GIVEN INFORMATION:
········

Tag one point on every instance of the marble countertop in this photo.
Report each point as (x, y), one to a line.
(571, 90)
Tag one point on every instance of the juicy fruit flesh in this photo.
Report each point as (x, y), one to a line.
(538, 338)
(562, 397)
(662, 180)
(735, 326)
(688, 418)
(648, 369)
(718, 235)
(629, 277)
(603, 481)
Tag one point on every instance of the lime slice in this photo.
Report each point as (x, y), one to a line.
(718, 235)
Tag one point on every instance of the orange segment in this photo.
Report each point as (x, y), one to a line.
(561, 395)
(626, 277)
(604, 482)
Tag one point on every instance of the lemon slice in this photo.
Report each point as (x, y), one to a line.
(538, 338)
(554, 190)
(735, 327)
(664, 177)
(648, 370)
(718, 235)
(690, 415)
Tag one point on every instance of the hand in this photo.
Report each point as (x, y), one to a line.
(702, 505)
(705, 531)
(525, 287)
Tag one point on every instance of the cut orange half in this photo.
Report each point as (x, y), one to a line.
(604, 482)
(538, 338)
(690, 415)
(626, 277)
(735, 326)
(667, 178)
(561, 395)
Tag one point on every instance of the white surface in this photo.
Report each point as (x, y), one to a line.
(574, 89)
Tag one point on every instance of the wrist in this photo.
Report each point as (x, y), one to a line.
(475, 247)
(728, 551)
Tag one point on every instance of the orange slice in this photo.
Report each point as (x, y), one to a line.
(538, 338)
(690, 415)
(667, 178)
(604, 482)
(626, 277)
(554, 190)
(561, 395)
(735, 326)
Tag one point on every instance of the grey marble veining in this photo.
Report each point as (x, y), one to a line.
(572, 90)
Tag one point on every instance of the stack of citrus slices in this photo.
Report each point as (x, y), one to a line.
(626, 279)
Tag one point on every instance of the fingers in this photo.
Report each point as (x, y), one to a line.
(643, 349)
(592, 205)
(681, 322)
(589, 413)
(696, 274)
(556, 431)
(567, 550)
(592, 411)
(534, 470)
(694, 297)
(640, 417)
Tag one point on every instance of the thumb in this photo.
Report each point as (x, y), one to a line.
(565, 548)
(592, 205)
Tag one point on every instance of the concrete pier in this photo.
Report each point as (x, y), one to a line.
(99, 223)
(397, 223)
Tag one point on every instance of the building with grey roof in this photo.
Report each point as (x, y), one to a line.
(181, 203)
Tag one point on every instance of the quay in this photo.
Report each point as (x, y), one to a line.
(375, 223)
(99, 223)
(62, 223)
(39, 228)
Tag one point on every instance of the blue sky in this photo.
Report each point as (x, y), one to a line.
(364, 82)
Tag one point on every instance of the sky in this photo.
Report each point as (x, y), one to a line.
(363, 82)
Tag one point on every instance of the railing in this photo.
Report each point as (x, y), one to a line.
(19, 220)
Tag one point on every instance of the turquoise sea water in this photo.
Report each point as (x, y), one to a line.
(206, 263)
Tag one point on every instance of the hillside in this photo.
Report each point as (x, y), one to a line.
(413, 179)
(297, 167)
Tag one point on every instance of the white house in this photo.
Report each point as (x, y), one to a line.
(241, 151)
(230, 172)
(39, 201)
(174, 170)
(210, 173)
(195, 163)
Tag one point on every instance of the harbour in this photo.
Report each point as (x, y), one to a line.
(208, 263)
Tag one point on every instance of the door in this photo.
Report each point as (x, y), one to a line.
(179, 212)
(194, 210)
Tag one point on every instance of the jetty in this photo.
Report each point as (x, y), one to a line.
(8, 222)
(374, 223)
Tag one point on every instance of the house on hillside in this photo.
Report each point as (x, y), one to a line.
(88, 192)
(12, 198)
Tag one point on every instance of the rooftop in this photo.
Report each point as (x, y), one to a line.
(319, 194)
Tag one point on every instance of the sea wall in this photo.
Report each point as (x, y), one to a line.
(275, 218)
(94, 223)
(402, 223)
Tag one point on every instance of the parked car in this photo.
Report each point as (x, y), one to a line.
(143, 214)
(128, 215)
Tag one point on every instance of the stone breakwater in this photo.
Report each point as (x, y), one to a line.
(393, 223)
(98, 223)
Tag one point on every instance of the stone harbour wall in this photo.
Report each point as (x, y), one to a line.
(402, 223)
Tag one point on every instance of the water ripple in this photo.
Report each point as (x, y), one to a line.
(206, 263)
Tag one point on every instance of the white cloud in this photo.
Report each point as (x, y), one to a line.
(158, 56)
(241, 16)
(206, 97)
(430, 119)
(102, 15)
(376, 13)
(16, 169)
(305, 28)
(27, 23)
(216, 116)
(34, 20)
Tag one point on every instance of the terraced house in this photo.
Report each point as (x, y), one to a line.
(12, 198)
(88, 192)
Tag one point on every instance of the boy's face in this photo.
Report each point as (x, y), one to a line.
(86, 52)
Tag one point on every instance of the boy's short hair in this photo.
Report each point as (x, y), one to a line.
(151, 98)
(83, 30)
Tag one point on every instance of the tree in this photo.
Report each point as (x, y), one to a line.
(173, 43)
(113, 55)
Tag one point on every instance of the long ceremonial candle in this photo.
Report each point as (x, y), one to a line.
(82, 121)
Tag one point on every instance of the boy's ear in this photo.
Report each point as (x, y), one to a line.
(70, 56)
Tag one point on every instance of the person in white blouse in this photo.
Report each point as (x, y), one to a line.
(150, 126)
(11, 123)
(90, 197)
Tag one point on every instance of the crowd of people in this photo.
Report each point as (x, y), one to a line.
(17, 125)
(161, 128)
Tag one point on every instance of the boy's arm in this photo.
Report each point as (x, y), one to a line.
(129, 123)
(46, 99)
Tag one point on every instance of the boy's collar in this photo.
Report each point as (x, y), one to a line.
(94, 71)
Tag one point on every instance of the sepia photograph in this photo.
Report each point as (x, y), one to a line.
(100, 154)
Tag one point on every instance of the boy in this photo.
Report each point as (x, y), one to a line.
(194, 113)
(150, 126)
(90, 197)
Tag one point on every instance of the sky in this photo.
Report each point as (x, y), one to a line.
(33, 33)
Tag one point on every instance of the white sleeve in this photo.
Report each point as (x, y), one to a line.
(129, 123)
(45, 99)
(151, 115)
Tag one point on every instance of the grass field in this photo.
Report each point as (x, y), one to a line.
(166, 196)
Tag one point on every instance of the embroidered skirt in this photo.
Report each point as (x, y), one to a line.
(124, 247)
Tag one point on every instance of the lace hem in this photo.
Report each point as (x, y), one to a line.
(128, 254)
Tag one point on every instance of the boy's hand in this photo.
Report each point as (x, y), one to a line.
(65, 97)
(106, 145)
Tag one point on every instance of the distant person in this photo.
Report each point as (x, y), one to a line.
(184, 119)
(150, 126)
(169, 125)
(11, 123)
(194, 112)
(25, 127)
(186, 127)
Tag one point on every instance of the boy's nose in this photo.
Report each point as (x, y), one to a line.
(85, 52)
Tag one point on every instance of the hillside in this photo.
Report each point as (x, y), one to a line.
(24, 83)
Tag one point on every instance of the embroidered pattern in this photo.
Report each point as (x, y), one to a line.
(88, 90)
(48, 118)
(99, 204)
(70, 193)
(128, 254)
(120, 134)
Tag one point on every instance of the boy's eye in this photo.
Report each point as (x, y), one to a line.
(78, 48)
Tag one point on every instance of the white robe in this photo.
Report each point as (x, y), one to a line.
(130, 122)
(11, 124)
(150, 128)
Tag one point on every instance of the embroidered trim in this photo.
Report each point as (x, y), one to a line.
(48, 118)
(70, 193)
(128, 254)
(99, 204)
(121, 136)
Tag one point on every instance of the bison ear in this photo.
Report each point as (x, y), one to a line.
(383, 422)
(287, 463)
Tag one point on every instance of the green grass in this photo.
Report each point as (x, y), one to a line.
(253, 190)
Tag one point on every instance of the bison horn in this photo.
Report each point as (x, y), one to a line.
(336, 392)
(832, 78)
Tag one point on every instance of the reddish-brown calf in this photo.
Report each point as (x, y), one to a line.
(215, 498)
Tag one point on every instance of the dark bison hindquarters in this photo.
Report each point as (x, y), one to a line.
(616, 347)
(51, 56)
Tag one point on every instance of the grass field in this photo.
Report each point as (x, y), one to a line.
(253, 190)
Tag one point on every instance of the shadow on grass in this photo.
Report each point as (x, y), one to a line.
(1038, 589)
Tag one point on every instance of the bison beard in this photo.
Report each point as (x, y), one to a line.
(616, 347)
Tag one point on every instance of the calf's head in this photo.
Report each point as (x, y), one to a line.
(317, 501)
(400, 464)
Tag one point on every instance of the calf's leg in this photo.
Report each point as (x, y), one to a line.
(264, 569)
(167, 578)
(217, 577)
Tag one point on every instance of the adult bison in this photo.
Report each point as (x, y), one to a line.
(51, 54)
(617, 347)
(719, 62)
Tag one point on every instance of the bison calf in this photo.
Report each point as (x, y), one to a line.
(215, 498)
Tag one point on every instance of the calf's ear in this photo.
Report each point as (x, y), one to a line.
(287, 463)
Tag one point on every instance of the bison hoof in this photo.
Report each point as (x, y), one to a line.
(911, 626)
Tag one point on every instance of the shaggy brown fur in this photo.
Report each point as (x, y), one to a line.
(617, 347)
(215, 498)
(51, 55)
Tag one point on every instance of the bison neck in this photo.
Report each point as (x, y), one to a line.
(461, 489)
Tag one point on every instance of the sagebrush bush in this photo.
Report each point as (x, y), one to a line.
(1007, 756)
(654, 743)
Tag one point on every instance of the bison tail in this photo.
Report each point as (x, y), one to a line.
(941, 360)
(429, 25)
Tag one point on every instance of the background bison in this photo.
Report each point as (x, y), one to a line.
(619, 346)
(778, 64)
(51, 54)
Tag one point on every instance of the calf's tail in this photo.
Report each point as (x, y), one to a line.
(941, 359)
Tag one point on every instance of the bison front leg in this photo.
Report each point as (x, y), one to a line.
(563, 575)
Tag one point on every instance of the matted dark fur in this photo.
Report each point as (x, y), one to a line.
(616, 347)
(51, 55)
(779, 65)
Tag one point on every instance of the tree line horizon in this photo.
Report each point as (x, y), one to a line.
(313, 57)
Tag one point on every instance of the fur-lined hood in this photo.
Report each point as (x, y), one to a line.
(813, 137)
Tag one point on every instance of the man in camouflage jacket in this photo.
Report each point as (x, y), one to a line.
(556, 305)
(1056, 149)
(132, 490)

········

WHAT YOU ARE ASKED TO DO: What lines in the data above contain the word "harbour"? Copy them all.

OUTPUT:
Tag one point on every instance of the harbour in this photo.
Tag one point on every instance of the stone harbour wall in this photo.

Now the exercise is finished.